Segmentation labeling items
## BEGIN
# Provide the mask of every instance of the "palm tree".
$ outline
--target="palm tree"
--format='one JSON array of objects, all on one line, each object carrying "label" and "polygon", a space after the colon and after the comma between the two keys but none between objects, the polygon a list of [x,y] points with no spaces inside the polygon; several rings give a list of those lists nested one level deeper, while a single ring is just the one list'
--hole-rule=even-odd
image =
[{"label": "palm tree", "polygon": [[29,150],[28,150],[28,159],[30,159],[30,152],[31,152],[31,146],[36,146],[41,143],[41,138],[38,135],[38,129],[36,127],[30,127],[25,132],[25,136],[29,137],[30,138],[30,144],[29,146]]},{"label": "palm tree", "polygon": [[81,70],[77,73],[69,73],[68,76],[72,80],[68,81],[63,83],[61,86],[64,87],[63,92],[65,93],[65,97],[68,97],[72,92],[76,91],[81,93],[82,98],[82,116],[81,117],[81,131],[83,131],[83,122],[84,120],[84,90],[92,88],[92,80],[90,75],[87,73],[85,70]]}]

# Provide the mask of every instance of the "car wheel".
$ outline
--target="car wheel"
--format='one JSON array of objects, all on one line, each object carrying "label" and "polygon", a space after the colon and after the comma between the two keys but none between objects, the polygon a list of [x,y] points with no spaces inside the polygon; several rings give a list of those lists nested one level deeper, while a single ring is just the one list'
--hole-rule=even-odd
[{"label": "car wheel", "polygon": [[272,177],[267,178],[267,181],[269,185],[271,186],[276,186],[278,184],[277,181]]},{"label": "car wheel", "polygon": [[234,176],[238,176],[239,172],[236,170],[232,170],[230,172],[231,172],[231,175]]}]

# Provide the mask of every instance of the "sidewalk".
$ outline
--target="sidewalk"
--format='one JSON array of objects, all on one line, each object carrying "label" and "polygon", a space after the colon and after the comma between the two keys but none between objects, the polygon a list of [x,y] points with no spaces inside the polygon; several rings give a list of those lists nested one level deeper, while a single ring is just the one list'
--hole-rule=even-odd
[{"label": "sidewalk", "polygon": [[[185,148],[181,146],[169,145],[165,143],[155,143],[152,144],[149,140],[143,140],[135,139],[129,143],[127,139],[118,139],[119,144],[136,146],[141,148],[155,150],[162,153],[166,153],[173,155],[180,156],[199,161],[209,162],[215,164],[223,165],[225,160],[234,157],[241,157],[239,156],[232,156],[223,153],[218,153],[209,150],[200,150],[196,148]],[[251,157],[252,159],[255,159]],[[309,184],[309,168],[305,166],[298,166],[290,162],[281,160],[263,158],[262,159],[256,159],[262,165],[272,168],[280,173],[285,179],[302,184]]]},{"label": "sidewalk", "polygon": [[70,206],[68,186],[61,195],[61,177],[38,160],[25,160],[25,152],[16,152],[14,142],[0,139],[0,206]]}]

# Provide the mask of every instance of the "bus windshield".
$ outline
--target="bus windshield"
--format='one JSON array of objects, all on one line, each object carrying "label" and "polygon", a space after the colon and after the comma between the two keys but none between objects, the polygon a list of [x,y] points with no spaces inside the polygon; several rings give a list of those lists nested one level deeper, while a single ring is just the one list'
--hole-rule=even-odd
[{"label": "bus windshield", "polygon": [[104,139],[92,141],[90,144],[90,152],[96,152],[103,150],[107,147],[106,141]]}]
## END
## Problem
Gather every line of the records above that contains the word "Provide", and copy each one out in full.

## Exercise result
# Provide the mask of every instance of the "palm tree".
# Provide the mask of every instance of the "car wheel".
# Provide the mask of every instance of the "sidewalk".
# Provide the mask of every instance of the "bus windshield".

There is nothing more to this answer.